Assignment:
Print the lines that run from the line with "Target: island base cabinet" to the line with "Tag every instance of the upper", keeping both end lines, exactly as they appear in the entries below, and nothing else.

[Items listed in a dataset]
[Start of section]
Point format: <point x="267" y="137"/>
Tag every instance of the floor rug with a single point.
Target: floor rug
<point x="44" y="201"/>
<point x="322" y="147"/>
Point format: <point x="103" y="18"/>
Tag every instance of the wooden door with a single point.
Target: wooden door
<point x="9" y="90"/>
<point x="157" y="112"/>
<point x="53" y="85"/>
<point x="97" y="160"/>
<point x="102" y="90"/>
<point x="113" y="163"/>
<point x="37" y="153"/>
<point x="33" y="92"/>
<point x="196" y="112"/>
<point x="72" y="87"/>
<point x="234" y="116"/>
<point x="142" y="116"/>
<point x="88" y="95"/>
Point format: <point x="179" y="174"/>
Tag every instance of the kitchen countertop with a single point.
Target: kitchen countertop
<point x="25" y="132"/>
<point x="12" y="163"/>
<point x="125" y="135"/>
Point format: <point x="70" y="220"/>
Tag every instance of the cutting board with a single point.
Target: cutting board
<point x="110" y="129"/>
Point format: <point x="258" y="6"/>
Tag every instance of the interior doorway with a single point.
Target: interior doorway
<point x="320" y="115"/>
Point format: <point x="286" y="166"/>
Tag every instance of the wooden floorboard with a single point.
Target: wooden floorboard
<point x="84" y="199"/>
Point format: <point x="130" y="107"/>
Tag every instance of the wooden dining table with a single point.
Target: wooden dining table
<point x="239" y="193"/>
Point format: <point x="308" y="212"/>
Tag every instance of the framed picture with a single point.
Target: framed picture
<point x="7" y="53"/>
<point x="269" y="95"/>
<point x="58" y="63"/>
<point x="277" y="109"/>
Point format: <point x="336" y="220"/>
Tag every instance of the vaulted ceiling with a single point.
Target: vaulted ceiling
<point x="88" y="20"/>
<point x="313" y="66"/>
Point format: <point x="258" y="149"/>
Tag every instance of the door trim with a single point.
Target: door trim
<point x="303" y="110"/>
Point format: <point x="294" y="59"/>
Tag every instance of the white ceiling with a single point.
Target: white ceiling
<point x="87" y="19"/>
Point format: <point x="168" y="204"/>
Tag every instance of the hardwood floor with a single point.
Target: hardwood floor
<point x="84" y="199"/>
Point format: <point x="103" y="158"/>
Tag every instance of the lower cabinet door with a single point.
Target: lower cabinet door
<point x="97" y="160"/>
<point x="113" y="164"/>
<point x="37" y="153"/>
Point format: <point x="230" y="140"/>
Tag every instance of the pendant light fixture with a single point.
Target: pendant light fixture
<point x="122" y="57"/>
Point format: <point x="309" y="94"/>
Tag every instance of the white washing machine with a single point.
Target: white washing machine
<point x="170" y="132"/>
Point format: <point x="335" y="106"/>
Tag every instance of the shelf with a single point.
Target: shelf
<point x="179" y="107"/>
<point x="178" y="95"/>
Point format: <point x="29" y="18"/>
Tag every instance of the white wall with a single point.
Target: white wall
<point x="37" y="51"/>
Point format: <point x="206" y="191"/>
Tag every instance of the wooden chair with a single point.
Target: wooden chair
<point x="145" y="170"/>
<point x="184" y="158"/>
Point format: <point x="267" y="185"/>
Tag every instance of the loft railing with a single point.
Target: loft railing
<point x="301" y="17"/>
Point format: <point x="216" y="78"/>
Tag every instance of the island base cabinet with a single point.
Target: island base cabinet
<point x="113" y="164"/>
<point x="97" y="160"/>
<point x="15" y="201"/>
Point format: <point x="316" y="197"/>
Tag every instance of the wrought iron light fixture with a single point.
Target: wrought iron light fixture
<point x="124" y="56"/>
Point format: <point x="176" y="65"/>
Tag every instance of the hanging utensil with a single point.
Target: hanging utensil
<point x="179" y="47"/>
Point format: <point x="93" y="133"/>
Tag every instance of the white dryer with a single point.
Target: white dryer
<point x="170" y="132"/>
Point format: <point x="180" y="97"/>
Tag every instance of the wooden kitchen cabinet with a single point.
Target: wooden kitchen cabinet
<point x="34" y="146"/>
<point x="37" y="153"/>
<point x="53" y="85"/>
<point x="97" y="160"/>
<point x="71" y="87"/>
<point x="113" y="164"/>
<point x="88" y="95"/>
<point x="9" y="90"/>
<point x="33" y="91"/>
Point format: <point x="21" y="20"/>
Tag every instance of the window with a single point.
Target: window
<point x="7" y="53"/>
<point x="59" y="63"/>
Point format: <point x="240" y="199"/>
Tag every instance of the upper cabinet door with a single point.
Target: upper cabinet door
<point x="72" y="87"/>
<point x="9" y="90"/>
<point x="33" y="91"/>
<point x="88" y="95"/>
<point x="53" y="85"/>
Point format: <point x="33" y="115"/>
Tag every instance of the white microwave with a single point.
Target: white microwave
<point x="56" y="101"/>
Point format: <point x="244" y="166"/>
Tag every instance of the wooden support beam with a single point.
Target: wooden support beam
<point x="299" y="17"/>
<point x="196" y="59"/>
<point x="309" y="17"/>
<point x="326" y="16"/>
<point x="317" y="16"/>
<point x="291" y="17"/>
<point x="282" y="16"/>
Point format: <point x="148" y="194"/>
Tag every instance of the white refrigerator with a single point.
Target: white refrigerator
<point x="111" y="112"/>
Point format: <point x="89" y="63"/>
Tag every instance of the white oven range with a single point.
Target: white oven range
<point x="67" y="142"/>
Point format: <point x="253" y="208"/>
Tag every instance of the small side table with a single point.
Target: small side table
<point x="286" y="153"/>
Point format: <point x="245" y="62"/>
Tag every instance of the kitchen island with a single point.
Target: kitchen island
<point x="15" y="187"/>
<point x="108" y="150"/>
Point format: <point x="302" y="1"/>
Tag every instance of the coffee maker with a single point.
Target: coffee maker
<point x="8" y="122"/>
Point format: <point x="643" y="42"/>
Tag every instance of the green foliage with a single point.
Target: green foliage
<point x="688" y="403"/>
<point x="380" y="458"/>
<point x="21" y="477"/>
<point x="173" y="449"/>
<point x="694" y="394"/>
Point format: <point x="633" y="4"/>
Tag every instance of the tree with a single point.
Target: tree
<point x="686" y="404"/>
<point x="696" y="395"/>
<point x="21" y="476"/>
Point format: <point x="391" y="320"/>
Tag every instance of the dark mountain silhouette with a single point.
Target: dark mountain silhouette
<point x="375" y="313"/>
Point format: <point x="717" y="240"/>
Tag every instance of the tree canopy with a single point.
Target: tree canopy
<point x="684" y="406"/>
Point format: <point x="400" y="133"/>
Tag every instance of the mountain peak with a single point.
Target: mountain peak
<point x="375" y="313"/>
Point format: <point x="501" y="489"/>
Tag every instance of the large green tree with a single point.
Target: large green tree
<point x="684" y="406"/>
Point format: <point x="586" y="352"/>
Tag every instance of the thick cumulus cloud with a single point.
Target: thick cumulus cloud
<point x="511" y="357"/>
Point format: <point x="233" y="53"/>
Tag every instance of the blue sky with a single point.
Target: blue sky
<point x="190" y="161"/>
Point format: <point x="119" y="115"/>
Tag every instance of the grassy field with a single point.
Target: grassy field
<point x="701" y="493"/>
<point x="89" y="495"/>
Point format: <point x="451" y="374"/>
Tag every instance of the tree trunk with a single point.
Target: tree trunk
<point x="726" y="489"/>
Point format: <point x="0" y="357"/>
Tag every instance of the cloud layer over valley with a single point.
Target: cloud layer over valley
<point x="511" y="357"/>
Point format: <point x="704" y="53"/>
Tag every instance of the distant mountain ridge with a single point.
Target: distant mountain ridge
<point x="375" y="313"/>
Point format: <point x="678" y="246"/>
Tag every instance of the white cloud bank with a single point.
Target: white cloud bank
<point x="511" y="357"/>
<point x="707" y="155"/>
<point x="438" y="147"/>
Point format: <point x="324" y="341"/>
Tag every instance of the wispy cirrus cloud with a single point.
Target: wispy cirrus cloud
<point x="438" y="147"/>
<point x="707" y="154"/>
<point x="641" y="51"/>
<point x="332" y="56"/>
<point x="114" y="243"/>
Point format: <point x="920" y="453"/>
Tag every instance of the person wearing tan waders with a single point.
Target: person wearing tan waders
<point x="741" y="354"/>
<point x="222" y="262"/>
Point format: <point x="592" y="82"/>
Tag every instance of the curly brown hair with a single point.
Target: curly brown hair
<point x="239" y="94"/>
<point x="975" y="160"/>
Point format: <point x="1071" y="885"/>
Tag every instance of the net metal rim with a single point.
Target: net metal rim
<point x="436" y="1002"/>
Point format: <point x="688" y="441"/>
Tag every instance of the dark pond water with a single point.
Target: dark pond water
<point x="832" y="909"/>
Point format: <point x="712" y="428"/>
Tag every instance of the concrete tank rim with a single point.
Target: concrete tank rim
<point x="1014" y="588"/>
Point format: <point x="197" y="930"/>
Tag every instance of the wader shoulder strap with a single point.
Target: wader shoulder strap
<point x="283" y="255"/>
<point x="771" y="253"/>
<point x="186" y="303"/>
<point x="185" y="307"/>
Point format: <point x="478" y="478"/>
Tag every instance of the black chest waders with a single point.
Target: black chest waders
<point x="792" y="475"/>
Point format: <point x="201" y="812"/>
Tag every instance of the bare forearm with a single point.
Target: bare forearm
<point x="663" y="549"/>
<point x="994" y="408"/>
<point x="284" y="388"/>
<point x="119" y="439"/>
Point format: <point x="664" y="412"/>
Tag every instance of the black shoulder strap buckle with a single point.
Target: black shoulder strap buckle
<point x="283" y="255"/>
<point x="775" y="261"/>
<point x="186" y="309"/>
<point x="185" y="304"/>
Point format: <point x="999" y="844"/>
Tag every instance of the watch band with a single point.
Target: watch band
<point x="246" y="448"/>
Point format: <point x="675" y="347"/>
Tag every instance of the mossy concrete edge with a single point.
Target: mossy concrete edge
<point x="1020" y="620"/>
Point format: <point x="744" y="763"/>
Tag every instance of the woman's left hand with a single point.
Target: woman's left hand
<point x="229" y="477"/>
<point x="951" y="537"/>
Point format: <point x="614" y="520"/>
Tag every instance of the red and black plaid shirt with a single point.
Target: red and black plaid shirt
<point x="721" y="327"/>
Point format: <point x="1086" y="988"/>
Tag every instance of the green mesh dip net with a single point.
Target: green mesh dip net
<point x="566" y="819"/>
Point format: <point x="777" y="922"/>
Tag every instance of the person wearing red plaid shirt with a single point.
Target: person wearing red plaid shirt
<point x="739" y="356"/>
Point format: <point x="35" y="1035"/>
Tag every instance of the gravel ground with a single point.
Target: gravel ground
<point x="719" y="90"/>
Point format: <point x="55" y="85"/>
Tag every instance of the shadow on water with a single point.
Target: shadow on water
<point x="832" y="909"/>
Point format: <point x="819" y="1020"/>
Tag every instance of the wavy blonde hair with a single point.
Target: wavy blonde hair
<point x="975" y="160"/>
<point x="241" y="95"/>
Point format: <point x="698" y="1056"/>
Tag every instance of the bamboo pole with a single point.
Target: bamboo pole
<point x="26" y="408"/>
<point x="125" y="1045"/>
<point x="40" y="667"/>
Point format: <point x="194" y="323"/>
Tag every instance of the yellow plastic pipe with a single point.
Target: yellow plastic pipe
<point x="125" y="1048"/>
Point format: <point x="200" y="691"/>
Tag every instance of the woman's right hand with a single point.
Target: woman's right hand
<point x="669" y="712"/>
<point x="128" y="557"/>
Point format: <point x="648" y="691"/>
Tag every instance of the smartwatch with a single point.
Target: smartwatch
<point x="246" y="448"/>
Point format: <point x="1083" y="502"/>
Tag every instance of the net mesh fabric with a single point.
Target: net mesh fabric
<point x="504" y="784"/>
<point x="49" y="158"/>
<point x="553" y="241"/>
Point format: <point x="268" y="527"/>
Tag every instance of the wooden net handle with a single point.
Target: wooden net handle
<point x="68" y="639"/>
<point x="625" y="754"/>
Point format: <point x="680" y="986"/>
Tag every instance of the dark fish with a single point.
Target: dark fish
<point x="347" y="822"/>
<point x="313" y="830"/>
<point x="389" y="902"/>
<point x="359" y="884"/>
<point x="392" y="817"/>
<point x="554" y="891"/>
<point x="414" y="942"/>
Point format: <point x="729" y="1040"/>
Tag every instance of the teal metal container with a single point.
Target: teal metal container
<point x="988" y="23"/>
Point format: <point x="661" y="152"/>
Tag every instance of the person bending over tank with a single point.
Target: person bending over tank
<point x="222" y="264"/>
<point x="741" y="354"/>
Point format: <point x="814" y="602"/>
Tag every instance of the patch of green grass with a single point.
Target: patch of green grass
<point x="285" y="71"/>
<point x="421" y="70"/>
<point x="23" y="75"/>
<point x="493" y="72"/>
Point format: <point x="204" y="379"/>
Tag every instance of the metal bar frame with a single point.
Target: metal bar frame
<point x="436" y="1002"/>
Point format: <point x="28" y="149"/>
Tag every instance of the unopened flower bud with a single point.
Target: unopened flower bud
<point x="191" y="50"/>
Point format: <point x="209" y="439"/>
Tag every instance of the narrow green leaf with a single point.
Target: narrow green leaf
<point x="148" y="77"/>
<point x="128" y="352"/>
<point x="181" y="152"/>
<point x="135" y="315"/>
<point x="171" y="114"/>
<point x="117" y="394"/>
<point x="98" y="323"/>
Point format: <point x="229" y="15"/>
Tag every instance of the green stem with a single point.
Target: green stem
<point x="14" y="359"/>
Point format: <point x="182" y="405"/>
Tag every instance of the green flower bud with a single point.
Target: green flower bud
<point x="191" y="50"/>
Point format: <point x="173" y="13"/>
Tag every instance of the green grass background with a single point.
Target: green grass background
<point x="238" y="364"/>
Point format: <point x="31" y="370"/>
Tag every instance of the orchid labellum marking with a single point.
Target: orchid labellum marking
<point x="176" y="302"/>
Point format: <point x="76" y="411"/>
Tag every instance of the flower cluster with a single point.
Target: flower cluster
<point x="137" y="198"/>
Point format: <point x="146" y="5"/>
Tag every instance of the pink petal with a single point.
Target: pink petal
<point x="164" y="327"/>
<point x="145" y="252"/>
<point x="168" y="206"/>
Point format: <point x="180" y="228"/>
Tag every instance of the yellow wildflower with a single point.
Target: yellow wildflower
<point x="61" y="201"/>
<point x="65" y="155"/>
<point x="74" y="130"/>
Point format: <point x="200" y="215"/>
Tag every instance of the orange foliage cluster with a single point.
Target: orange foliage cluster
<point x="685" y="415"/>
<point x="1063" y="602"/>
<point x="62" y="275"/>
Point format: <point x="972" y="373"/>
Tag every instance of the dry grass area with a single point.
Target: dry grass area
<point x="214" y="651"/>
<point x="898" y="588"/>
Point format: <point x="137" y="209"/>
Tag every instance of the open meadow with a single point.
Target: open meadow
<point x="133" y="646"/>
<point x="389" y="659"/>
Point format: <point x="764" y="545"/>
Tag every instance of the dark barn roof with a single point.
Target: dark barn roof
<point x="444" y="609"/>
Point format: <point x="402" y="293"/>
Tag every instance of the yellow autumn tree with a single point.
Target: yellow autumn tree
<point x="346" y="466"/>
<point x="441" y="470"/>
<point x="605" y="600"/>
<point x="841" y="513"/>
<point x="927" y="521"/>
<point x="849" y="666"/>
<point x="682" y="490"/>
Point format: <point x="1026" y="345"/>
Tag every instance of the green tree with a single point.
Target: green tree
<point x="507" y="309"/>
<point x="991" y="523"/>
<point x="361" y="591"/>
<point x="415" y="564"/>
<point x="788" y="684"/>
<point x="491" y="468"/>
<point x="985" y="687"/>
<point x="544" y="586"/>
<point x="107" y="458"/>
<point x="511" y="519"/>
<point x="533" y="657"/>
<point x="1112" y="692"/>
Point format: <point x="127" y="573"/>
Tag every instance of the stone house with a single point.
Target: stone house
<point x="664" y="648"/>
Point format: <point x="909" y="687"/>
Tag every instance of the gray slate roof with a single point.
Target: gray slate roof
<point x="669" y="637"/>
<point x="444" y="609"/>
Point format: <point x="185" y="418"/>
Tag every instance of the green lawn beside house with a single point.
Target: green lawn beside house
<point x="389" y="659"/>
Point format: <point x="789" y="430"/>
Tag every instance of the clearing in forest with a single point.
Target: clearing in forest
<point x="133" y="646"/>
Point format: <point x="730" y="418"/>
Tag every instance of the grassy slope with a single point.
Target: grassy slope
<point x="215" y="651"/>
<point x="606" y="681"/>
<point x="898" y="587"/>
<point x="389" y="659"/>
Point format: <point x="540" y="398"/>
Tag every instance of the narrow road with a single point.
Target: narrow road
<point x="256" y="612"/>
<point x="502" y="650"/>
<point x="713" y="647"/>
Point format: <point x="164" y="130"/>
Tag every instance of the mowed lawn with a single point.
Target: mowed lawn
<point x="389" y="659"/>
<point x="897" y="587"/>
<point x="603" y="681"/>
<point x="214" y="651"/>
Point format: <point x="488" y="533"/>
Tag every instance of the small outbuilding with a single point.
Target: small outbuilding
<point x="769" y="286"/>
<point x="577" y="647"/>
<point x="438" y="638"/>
[End of section]
Answer space:
Target: island base cabinet
<point x="113" y="164"/>
<point x="97" y="160"/>
<point x="15" y="201"/>
Point format: <point x="316" y="197"/>
Tag every instance of the wrought iron light fixture with a single point.
Target: wrought iron light fixture
<point x="124" y="56"/>
Point format: <point x="176" y="65"/>
Tag every instance of the hanging utensil with a single point.
Target: hanging utensil
<point x="179" y="47"/>
Point format: <point x="93" y="133"/>
Tag every instance of the white dryer with a single point.
Target: white dryer
<point x="170" y="132"/>
Point format: <point x="180" y="97"/>
Tag every instance of the wooden kitchen cabinet with a single point.
Target: wooden kitchen cabinet
<point x="34" y="146"/>
<point x="37" y="153"/>
<point x="53" y="85"/>
<point x="97" y="160"/>
<point x="71" y="87"/>
<point x="113" y="164"/>
<point x="88" y="95"/>
<point x="9" y="90"/>
<point x="33" y="91"/>
Point format: <point x="21" y="20"/>
Tag every instance of the window with a single point.
Target: window
<point x="7" y="53"/>
<point x="59" y="63"/>
Point format: <point x="240" y="199"/>
Tag every instance of the upper cabinet door with a single point.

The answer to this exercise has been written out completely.